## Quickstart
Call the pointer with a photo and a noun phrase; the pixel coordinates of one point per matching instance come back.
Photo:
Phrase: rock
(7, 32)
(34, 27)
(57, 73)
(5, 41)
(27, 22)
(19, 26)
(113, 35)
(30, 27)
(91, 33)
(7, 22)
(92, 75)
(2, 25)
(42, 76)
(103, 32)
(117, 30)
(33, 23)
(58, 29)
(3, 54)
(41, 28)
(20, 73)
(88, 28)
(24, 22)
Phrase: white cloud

--

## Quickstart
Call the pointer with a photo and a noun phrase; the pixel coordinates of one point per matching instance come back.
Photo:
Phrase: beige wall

--

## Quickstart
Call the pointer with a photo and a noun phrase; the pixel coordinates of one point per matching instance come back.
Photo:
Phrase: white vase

● **STATED EXERCISE**: Extract each line of the records that contains the string "white". Matching is case-sensitive.

● **FINISHED ANSWER**:
Phrase: white cloud
Phrase: white vase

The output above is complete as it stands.